GIVEN PROBLEM
Filter the listing below, keeping each line that contains the string "trousers". Treat the match as case-sensitive.

Bounding-box records

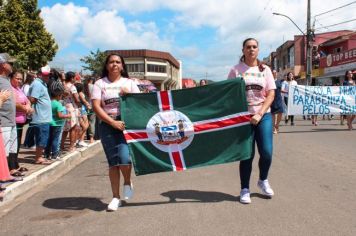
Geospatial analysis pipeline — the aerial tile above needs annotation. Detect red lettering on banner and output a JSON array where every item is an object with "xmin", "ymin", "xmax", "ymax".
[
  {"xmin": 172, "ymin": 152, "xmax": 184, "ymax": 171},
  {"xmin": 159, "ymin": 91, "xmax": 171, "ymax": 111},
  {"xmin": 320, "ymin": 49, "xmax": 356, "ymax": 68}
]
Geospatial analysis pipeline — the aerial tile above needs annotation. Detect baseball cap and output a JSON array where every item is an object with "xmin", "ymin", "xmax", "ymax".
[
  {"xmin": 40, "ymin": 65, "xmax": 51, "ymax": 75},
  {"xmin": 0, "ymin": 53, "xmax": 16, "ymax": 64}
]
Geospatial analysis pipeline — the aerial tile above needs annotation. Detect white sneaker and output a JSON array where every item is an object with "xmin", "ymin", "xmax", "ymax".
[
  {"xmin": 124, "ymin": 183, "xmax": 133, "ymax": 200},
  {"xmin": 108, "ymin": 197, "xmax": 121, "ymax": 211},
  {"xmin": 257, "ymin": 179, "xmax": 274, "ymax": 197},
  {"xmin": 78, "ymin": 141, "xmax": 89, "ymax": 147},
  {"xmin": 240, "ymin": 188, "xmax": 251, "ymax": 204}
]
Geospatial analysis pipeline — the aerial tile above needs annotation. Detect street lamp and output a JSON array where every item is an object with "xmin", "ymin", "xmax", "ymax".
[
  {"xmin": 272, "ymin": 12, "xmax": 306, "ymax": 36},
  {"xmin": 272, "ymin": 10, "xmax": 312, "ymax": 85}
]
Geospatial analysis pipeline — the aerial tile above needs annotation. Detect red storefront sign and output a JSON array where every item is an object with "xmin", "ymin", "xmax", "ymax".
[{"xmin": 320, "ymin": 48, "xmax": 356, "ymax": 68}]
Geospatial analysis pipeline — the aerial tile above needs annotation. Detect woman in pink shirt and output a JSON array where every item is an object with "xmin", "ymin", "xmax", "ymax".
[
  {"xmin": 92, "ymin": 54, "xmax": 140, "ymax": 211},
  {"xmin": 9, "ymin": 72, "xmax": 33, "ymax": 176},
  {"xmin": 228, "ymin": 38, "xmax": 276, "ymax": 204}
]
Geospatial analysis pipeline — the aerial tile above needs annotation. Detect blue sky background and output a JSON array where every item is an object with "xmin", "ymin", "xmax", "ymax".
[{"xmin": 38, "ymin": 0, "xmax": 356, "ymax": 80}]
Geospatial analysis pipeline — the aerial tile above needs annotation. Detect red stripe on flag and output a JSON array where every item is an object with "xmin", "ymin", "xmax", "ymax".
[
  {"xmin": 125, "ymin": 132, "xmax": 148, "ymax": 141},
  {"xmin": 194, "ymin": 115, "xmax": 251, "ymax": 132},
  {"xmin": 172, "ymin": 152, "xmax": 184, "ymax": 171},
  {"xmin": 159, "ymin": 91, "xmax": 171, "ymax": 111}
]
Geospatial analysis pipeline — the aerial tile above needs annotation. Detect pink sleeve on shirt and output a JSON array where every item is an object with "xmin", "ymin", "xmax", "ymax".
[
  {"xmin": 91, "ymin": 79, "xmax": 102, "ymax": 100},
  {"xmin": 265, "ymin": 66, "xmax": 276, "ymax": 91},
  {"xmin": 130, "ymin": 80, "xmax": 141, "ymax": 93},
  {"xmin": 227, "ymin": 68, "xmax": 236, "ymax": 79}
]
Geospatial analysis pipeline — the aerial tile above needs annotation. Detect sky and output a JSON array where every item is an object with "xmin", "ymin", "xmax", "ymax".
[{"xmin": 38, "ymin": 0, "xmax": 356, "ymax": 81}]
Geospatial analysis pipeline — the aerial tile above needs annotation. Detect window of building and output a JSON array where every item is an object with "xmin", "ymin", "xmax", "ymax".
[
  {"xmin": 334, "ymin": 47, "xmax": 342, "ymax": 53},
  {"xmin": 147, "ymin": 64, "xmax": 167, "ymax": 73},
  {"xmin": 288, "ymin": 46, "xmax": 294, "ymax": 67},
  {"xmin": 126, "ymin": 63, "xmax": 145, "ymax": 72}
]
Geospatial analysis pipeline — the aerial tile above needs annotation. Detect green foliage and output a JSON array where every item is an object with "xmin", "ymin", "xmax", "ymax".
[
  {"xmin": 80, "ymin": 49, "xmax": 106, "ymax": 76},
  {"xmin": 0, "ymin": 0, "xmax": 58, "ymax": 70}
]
...
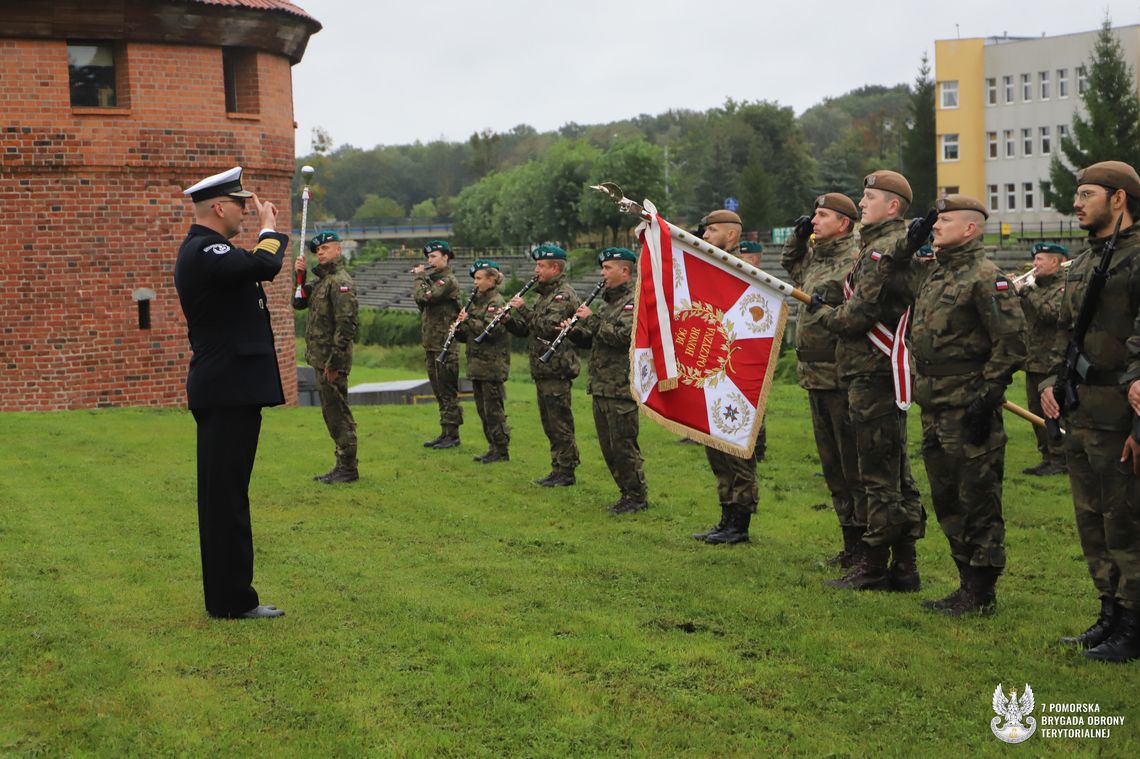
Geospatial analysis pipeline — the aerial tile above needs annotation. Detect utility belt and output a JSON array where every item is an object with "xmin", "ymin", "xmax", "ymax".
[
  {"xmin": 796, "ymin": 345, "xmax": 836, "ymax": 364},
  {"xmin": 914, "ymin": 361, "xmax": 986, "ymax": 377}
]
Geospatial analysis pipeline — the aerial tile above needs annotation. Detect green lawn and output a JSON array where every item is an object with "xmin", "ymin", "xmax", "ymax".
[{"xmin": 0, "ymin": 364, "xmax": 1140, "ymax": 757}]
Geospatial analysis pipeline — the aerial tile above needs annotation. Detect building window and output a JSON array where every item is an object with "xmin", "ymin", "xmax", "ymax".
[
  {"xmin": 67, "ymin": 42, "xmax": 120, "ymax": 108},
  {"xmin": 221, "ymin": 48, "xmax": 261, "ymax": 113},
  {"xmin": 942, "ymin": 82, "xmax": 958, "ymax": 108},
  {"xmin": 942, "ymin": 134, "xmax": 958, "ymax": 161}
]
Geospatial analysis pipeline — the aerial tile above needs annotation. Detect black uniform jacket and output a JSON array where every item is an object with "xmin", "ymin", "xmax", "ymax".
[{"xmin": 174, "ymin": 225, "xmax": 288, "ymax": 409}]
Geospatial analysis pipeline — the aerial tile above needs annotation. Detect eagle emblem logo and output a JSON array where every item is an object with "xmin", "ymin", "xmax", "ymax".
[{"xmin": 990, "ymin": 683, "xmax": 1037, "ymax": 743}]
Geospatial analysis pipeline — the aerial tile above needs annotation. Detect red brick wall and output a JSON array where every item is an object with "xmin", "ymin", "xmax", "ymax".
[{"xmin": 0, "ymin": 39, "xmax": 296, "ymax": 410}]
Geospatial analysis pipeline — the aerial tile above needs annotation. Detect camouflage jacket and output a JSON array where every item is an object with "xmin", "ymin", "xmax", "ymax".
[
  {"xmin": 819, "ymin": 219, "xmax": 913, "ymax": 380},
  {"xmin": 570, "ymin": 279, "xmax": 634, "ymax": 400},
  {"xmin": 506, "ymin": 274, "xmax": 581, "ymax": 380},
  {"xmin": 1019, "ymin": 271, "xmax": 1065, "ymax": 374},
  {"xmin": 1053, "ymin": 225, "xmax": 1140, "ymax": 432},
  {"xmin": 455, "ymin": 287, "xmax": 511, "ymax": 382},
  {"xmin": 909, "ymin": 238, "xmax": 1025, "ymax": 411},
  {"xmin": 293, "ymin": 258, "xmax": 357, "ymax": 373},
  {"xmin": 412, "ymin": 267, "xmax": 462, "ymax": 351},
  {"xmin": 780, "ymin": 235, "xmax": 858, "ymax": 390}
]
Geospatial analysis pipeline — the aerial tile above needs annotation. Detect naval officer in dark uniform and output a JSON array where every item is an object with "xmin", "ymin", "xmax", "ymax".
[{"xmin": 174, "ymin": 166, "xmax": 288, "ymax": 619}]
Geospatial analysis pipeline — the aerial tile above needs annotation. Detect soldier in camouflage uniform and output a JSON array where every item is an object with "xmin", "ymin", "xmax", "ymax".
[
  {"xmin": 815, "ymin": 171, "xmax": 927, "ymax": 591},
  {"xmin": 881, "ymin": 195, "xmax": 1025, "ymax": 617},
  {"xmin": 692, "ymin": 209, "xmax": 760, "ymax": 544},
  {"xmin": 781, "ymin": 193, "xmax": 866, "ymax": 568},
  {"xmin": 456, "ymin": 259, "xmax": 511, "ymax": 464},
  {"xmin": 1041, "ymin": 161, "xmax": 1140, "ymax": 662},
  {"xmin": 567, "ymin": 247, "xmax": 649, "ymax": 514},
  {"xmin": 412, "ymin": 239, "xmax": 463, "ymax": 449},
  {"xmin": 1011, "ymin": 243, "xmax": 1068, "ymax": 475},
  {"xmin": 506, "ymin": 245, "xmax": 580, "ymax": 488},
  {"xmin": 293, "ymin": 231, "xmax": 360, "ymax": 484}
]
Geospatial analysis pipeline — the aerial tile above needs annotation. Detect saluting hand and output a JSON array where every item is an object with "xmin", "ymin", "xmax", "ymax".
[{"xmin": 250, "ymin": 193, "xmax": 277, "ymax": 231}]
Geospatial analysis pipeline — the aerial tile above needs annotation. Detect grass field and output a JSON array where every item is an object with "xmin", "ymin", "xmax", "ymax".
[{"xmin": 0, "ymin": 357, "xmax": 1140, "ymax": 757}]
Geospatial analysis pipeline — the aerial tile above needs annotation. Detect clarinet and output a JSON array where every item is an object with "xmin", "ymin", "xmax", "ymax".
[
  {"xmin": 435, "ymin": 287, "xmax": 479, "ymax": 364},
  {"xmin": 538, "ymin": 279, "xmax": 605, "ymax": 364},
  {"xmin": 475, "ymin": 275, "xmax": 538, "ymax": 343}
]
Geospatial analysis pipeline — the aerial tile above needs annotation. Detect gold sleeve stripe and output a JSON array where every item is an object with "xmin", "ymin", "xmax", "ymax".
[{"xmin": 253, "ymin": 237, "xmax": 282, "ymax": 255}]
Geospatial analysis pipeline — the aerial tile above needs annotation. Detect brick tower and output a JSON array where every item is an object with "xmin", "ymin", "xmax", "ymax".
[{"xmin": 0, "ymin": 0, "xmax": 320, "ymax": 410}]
...
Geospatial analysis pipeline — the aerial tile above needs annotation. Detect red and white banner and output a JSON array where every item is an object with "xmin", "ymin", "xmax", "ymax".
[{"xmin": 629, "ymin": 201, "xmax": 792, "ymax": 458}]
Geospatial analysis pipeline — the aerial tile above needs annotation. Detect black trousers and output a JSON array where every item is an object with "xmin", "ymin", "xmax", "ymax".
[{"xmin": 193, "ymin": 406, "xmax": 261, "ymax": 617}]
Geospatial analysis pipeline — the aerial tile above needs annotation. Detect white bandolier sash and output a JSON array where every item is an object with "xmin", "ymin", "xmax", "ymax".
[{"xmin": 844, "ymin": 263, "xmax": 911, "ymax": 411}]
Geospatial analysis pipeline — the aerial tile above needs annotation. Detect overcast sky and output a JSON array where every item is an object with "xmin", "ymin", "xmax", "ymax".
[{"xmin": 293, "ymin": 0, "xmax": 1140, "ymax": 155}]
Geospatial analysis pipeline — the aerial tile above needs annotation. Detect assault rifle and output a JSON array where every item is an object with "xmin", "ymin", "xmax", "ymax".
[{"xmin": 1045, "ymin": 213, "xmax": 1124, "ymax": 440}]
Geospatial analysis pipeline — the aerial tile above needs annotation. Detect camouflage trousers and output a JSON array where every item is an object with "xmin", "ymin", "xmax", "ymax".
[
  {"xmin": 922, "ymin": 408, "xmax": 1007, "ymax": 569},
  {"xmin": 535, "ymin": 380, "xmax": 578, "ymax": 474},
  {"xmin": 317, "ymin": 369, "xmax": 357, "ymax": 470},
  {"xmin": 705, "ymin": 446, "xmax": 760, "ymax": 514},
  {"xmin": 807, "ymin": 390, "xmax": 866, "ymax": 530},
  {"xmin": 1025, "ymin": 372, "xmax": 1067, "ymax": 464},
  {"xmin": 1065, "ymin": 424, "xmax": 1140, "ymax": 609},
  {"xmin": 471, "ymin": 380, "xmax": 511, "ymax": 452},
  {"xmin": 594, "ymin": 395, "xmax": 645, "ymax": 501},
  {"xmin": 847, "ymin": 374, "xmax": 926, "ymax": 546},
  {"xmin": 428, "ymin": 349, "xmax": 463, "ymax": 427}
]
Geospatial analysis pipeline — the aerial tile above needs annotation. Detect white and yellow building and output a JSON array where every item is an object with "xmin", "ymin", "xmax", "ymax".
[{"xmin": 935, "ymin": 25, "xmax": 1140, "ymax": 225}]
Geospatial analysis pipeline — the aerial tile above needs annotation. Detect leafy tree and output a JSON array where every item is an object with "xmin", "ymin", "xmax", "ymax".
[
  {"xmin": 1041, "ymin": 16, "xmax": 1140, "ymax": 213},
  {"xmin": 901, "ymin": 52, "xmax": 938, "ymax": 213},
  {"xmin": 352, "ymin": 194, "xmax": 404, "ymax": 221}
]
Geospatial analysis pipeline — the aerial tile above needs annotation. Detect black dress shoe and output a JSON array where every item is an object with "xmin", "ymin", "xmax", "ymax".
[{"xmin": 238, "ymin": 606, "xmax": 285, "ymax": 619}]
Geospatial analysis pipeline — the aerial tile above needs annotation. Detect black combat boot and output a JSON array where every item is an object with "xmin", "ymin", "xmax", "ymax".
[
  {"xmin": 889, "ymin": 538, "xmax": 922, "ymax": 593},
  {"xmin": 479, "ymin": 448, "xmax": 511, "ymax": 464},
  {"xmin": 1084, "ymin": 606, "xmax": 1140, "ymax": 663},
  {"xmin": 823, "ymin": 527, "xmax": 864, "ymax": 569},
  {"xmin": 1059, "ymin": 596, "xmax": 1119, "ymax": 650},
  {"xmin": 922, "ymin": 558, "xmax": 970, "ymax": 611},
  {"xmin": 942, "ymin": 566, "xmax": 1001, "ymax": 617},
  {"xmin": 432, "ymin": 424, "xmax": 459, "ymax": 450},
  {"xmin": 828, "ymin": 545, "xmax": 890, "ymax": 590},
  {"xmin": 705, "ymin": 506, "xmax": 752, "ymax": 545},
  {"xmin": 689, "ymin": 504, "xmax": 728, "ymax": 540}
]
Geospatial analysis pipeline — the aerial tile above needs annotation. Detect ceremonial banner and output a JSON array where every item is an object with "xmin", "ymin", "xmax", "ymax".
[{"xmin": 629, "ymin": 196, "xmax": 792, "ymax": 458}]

RESULT OF THIS TASK
Geospatial analysis pipeline — the aerial tile above needs annotation. Detect black trousers and output a JSON array where every item is an object with "xmin", "ymin", "xmax", "ymax".
Geospatial analysis pipeline — the aerial tile above needs annotation. Detect camouflage trousers and output a JSON array where every item is an object with "xmin", "ymin", "xmax", "ymax".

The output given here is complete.